TO DO.
Every entry here needs to be repeated exactly.

**** AVAILABLE DATA ****

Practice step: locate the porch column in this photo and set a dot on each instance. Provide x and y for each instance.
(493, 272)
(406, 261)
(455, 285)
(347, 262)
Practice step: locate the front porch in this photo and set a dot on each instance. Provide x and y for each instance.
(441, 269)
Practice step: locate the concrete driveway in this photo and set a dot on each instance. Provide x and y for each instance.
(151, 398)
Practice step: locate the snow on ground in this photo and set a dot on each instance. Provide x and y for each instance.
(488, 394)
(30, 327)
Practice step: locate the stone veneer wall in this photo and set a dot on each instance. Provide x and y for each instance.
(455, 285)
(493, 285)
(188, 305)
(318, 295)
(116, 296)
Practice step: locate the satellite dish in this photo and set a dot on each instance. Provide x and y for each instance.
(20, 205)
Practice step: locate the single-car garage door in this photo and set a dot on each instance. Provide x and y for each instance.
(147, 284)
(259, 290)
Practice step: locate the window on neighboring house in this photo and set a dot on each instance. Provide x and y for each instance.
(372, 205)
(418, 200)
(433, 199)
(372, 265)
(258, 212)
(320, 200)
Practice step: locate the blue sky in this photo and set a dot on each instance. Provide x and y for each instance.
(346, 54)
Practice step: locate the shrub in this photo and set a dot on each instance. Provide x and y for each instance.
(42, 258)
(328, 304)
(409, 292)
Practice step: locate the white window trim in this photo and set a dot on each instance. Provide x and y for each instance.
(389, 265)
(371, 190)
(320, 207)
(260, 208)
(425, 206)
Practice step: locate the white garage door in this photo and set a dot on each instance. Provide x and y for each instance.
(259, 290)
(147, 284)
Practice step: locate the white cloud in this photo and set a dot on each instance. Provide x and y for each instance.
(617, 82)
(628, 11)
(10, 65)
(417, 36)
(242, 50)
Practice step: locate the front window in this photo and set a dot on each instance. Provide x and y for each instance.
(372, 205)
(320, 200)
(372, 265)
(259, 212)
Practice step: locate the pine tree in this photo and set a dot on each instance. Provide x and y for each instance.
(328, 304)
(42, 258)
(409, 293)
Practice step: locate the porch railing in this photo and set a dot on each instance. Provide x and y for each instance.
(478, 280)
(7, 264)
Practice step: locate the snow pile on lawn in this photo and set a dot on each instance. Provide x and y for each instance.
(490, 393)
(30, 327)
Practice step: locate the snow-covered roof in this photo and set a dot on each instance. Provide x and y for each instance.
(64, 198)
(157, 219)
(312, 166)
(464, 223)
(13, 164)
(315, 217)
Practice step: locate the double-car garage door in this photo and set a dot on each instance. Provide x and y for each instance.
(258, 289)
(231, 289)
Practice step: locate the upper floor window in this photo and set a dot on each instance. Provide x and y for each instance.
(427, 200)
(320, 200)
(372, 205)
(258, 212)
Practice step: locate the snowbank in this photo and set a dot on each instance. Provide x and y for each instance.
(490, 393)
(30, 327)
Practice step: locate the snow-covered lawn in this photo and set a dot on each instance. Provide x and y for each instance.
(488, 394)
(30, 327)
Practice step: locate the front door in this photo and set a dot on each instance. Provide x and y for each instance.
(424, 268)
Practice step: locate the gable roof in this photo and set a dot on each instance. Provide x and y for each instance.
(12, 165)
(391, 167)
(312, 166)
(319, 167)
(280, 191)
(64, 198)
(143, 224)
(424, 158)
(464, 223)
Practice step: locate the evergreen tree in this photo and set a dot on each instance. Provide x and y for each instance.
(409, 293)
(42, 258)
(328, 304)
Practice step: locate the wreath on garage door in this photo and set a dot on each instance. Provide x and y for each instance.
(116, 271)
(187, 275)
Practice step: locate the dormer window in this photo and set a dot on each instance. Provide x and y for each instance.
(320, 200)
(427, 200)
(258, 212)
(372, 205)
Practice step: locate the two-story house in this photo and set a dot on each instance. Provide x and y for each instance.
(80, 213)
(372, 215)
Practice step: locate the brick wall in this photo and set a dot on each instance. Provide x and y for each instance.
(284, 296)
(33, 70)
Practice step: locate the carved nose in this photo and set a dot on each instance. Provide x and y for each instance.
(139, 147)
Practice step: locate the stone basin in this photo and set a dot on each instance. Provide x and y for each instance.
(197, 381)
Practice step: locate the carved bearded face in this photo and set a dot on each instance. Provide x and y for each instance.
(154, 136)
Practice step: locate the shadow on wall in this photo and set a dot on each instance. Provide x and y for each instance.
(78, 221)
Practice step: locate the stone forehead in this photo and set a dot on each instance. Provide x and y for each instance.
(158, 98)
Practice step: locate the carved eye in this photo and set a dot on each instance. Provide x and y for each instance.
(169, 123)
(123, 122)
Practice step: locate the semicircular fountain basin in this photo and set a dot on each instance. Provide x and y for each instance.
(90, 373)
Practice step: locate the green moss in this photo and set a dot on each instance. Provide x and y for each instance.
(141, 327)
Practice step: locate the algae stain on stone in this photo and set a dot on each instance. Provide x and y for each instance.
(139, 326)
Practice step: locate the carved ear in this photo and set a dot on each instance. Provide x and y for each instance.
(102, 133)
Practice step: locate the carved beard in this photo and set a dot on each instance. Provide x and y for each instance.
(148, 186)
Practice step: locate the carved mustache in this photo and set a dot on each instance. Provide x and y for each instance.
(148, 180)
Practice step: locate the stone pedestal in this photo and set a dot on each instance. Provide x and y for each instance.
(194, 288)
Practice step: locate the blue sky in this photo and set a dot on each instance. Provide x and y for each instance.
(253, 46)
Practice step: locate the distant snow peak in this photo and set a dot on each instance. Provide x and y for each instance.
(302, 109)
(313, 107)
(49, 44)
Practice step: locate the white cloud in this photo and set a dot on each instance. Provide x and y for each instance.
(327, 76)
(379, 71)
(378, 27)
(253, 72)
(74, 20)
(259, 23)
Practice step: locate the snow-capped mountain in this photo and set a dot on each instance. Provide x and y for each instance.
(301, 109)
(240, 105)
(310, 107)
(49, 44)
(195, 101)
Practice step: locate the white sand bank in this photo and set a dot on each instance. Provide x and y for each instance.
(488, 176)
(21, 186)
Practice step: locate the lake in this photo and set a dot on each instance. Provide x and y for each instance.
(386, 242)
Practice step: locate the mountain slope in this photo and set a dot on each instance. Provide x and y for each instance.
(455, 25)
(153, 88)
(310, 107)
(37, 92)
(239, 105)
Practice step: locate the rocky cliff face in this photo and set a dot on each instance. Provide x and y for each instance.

****

EXERCISE RESULT.
Practice step: locate the porch column in this photo and set a dot on each instance. Provide x and y for each instance.
(493, 272)
(406, 261)
(455, 285)
(347, 262)
Practice step: locate the front porch in this photo and set a dot on each instance. Provide x and y for each instance.
(441, 269)
Practice step: locate the concrete driveway in this photo and set a dot on each instance. Provide x and y for each instance.
(151, 398)
Practice step: locate the snow on ground in this photo and set a dot on each instance. Provide x and y for each instance.
(488, 394)
(30, 327)
Practice step: locate the stone veneer wall in this photo and set a dot on each instance. Provide x and y for each instance.
(455, 285)
(493, 285)
(188, 305)
(318, 295)
(116, 296)
Practice step: locate the satellite dish in this photo and set a dot on each instance. Provide x and y for each instance.
(20, 205)
Practice step: locate the single-car garage door in this photo and set a dot on each instance. Provide x and y for each instance.
(147, 284)
(259, 290)
Practice step: locate the window on neighboring house in this photo and set a dot on each instance. Provide x and y for each instance.
(372, 205)
(418, 200)
(433, 199)
(372, 265)
(258, 212)
(320, 200)
Practice step: locate the blue sky in this photo and set a dot on each instance. Provide x and y for each instance.
(346, 54)
Practice step: locate the shrub in this photo and set a dot on each instance. Provide x and y for each instance.
(42, 258)
(328, 304)
(409, 292)
Practice step: locate the white window trim in this photo and set a dot on each instance. Provide x and y for each instance.
(389, 265)
(371, 190)
(320, 207)
(260, 208)
(425, 206)
Practice step: locate the white garage door in this photo and set a dot on each instance. Provide x and y for each instance.
(259, 290)
(147, 284)
Practice step: locate the white cloud in this photo and set a dot on each instance. Provide x and y for each instance.
(617, 82)
(628, 11)
(10, 65)
(417, 36)
(242, 50)
Practice step: locate the front window in this photo and set a dot on each instance. Provide x and y for each instance.
(372, 205)
(320, 200)
(372, 265)
(259, 212)
Practice step: locate the pine tree in this photo and set a dot on each instance. Provide x and y for each instance.
(328, 304)
(42, 258)
(409, 293)
Practice step: locate the porch railing in this photo and set a dot on each instance. Provide x and y for each instance.
(478, 280)
(7, 264)
Practice step: locate the snow pile on lawn in this photo and set a dot on each instance. Provide x and y for each instance.
(490, 393)
(30, 327)
Practice step: locate the snow-covered roof in this photo and set a dot on each instance. Provide x and y for each instance.
(64, 198)
(157, 219)
(312, 166)
(464, 223)
(13, 164)
(315, 217)
Practice step: locate the double-car garage door in this photo and set a dot on each instance. Provide x and y for each instance.
(258, 289)
(231, 289)
Practice step: locate the upper floor window in this photo and set a dot on each instance. Provide x and y for each instance.
(427, 200)
(320, 200)
(372, 205)
(258, 212)
Practice step: locate the snowbank in this photo and set a dot on each instance. Provide x and y for each instance.
(490, 393)
(30, 327)
Practice step: locate the snow-covered lawn in this photo and set a dot on each instance. Provide x and y for each instance.
(488, 394)
(30, 327)
Practice step: locate the front door in this photo and set a dot on each instance. Provide x and y for each instance.
(424, 268)
Practice step: locate the gable roof in this photo and set a dot on each instance. Provide x and y for each instance.
(12, 165)
(391, 167)
(312, 166)
(319, 167)
(280, 191)
(64, 198)
(143, 224)
(424, 158)
(464, 223)
Practice step: locate the evergreen tree in this photo and set a dot on each instance. Provide x and y for each instance.
(409, 293)
(42, 258)
(328, 304)
Practice step: locate the wreath on garage door in this photo and set a dot on each instance. Provide x and y for each instance.
(116, 271)
(187, 275)
Practice step: locate the dormer window in this photo and set a dot on each instance. Provide x and y for each instance.
(320, 200)
(427, 200)
(258, 212)
(372, 205)
Practice step: locate the two-story house in this photo and set a dot on each instance. Provide x and y for each instance.
(80, 213)
(372, 215)
Practice step: locate the brick wall in this photo and set a dot on each instance. Provide x and y for each instance.
(284, 296)
(33, 70)
Practice step: locate the carved nose in this photo and set a dot on each instance. Provide x and y for each instance.
(139, 147)
Practice step: locate the stone basin in this photo and set a dot on each instance. Provide x and y for each instance.
(197, 381)
Practice step: locate the carved bearded face in this photo and set a dot on each instance. Provide x and y for each instance.
(154, 136)
Practice step: locate the shadow on wall in this photo and set a dot on each instance. Provide x and y for each instance.
(78, 221)
Practice step: locate the stone forehead in this photo and set a dot on each instance. Provide x and y for each instance.
(158, 98)
Practice step: locate the carved eye in this photo and set a dot on each instance. Provide x and y for each instance.
(169, 123)
(123, 122)
Practice step: locate the semicircular fountain basin in this photo and set a dot on each instance. Provide x and y for each instance.
(90, 373)
Practice step: locate the green moss in this photo and set a dot on each instance. Provide x and y for each instance.
(141, 327)
Practice step: locate the algae stain on stone in this photo and set a dot on each instance. Provide x and y for each instance.
(139, 326)
Practice step: locate the carved ear in this photo and set a dot on each instance. Provide x and y for each instance.
(102, 133)
Practice step: locate the carved beard in this photo and set a dot on each instance. Provide x and y for each instance.
(148, 186)
Practice step: locate the carved mustache in this photo and set a dot on each instance. Provide x and y for each instance.
(148, 180)
Practice step: locate the stone pedestal in this photo and set a dot on each instance. Provide x and y for each instance.
(194, 288)
Practice step: locate the blue sky in this photo and set a dot on each instance. Provide x and y for each instance.
(253, 46)
Practice step: locate the distant snow peak in this photo and set a dot on each instance. Provide x and y for each instance.
(302, 109)
(313, 107)
(49, 44)
Practice step: locate the white cloud in this photo and set a dot on each instance. Provide x and y for each instance.
(327, 76)
(379, 71)
(378, 27)
(253, 72)
(74, 20)
(259, 23)
Practice step: locate the snow-capped mountain in this photo and set a dot on each instance. Provide x and y for each instance.
(301, 109)
(240, 105)
(310, 107)
(49, 44)
(195, 101)
Practice step: locate the white sand bank in this photo and set a dot on each instance. Provide x and y for each instance.
(488, 176)
(21, 186)
Practice step: locate the lake in this photo and set a dot on each instance. Provide x and y for each instance.
(386, 242)
Practice step: locate the mountain slope in this photo and set a dot on each instance. Provide x and y for each instance.
(455, 25)
(153, 88)
(310, 107)
(37, 92)
(239, 105)
Practice step: locate the rocky cliff face in this photo and set a dot on each instance. Provide x and y for each instance.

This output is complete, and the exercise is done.